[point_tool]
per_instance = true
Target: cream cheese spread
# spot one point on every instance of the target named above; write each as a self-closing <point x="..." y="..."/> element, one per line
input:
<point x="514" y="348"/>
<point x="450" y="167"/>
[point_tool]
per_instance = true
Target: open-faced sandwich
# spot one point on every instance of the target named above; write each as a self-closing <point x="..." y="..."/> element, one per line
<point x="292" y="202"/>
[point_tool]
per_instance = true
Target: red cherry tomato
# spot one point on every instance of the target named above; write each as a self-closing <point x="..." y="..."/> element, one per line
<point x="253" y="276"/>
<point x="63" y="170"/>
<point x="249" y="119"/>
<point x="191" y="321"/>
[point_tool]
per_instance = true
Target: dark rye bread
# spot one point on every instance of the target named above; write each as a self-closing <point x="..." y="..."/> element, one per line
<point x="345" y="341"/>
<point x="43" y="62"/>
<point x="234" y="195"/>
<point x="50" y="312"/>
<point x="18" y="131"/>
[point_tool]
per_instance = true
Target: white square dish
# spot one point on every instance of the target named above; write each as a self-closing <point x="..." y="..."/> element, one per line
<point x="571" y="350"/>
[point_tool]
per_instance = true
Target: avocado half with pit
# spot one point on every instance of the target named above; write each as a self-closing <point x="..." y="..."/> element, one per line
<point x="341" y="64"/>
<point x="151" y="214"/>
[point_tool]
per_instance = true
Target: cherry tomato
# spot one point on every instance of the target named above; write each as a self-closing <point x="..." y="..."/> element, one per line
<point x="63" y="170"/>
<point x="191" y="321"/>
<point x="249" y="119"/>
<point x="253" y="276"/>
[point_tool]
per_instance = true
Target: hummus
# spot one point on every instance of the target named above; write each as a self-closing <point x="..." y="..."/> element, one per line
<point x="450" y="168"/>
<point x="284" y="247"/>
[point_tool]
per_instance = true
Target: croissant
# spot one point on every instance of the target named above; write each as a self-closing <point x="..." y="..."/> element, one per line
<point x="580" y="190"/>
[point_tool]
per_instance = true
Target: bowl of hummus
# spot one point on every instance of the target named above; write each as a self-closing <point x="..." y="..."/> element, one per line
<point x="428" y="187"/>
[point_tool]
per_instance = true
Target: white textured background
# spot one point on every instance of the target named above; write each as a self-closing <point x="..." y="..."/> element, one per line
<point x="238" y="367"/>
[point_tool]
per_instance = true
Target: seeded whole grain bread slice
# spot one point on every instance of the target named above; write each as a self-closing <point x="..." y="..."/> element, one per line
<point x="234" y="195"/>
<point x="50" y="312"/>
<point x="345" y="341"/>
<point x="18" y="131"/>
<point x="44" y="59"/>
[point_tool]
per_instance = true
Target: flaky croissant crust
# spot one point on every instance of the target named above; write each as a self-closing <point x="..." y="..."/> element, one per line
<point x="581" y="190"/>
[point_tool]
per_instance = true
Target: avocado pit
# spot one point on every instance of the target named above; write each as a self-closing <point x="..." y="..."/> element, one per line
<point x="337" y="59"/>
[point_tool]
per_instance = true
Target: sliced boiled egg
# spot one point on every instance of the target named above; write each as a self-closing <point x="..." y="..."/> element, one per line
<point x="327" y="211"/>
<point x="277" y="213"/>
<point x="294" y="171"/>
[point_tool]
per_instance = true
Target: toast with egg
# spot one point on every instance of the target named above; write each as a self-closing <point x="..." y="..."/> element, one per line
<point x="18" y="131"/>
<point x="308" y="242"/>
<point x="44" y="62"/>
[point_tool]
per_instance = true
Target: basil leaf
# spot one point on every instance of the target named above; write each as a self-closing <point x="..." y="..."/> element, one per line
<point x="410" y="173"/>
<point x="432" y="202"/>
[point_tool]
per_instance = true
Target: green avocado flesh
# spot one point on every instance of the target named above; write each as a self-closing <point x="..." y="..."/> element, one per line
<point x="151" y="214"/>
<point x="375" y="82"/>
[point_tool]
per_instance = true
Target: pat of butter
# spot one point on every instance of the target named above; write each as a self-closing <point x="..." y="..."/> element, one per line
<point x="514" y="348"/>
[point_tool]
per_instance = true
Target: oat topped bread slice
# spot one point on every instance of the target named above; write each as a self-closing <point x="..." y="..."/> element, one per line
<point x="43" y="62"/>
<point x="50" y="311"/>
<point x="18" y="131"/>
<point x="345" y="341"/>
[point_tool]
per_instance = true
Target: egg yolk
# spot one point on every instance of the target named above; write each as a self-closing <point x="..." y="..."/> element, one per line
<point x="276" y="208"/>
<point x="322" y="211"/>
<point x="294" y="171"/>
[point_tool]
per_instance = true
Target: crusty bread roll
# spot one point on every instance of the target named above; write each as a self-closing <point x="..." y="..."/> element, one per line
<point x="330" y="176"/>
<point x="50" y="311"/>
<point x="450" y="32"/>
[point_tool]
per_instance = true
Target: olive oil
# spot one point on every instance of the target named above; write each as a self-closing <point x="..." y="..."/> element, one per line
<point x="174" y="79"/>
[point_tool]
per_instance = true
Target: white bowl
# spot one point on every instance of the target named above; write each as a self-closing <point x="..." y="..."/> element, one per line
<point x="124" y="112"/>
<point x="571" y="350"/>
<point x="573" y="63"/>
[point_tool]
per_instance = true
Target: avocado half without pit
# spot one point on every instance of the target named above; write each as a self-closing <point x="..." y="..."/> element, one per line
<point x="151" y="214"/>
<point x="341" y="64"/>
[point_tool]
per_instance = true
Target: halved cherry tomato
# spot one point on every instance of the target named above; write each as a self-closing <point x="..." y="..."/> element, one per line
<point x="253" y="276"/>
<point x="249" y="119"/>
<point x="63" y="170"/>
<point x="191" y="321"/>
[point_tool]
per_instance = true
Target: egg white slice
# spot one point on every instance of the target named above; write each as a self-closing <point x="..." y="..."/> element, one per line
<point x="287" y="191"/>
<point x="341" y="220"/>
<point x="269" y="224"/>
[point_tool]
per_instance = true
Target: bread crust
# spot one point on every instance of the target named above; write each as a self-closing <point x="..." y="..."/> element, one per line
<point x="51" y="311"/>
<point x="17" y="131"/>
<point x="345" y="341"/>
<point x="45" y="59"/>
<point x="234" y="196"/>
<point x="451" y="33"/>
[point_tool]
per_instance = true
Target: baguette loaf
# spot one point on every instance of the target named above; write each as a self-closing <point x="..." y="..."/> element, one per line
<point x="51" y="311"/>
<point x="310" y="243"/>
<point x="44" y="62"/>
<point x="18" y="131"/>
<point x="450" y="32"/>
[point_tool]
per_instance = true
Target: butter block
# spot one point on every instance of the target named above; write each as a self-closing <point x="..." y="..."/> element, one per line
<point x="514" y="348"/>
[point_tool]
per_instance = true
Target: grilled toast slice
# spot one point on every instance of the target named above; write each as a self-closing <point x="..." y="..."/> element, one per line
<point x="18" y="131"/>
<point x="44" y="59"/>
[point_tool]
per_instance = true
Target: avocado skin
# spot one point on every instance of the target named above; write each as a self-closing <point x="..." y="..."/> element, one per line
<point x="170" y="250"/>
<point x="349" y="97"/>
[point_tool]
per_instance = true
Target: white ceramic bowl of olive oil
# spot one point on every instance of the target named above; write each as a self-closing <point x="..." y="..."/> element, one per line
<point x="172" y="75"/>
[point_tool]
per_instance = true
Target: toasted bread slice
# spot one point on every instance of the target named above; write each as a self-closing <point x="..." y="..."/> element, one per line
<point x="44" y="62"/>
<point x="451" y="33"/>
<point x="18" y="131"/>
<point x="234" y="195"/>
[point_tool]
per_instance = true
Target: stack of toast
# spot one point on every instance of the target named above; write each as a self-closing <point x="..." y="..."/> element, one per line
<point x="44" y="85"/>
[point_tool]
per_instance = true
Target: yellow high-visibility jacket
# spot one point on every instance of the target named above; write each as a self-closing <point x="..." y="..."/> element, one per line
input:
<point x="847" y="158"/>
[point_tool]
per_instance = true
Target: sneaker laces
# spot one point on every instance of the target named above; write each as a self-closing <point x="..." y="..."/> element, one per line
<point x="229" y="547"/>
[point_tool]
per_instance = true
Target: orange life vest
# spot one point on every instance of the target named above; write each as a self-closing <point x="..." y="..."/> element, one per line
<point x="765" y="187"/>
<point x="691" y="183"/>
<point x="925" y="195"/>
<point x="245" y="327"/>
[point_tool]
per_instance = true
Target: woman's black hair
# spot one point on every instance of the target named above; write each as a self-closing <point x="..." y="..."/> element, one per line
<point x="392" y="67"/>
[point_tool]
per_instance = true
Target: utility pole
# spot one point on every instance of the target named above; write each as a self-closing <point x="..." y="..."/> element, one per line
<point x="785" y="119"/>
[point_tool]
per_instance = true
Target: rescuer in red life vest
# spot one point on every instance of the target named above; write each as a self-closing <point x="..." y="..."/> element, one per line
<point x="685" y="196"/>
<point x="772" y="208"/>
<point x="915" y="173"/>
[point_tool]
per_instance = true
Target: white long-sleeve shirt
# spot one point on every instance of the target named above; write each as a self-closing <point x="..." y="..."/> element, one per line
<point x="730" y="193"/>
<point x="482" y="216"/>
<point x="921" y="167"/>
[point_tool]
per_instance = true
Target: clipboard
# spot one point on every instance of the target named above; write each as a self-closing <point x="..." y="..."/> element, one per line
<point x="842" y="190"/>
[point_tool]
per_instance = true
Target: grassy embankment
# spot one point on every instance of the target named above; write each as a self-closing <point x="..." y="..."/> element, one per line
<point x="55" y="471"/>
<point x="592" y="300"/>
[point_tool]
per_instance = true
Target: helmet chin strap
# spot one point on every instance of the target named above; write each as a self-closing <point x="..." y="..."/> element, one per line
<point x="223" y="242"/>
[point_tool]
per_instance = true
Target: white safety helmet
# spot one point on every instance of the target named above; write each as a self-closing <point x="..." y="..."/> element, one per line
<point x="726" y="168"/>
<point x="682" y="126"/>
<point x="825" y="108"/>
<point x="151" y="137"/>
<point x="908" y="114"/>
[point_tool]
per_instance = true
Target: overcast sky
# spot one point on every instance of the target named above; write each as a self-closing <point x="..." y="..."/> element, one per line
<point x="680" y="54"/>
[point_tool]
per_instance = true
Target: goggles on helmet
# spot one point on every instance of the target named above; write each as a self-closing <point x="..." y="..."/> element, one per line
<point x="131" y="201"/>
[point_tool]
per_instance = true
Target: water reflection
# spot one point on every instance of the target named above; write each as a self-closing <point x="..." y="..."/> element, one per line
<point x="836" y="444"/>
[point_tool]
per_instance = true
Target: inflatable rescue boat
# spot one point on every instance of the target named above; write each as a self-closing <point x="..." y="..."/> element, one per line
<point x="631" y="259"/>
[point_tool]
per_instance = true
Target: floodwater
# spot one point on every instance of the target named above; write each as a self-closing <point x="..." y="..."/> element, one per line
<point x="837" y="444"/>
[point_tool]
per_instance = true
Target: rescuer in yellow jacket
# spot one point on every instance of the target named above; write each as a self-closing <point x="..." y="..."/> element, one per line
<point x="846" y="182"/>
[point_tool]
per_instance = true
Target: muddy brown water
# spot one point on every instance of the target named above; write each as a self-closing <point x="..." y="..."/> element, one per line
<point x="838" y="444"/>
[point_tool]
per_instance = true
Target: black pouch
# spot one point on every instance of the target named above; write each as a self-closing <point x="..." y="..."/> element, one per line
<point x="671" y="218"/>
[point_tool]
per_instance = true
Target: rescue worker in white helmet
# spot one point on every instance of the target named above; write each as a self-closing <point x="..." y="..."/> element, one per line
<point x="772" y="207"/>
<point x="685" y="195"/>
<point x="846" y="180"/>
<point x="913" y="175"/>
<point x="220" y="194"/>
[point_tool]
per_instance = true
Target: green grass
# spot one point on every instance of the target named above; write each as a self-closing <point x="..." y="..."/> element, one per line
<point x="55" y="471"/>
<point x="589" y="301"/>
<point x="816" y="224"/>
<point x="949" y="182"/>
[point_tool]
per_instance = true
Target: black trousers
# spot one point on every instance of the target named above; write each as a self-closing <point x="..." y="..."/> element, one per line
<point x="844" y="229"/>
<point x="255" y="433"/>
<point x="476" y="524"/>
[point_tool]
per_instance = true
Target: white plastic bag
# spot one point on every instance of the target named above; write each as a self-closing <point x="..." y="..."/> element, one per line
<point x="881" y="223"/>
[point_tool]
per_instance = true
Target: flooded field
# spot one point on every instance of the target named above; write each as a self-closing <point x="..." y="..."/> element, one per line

-- -- --

◆ DIRECTIVE ◆
Count how many lines of the records above contain the word "white". Reply with only that number.

◆ SOLUTION TO THIS TASK ◆
9